Segment Open

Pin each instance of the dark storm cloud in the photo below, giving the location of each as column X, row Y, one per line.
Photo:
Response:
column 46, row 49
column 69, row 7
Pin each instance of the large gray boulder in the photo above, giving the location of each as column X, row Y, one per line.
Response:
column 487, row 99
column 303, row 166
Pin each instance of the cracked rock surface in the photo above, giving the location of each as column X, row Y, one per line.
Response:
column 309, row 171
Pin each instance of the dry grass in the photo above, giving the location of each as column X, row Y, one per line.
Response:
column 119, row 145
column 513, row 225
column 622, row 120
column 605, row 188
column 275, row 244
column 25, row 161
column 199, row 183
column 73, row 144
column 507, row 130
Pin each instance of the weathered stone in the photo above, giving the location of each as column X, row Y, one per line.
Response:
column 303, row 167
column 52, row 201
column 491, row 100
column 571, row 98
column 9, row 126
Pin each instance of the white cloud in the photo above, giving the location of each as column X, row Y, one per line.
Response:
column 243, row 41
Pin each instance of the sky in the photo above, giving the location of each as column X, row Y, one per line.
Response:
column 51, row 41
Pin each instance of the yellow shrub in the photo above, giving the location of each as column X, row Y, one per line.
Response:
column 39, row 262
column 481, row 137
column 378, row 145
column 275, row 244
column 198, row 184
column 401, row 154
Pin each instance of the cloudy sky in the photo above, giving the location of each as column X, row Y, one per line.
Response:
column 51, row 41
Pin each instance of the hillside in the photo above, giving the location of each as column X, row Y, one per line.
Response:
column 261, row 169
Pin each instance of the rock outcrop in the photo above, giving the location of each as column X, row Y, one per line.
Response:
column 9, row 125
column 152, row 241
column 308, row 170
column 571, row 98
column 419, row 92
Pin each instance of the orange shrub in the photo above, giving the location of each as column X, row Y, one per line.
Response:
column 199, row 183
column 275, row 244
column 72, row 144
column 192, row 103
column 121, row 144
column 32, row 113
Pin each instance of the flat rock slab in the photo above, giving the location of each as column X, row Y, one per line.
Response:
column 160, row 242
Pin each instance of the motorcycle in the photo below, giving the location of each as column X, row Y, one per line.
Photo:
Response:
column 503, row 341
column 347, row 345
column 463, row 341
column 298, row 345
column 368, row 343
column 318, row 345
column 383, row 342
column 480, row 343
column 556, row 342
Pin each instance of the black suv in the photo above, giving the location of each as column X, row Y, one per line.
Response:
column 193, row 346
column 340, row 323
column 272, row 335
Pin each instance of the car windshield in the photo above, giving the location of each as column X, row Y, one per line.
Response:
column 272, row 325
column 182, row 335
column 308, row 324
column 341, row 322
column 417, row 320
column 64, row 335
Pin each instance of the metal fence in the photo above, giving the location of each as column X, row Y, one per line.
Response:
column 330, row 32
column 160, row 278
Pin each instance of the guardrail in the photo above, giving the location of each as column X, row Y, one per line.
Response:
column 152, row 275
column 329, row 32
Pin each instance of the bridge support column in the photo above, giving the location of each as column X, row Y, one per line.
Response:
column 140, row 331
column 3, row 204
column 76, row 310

Segment Closed

### Exercise
Filter the entries down to the lines that hold "rock". Copy those lines.

### The answer
Pin each instance of the cracked rock surface in the photo above, giving the location of each as column X, row Y, one per line.
Pin each instance of the rock outcrop in the photo above, giving the location of each as column X, row Y, one per line.
Pin each instance of the flat rock slab in the photo above, giving the location of each as column X, row Y, one per line.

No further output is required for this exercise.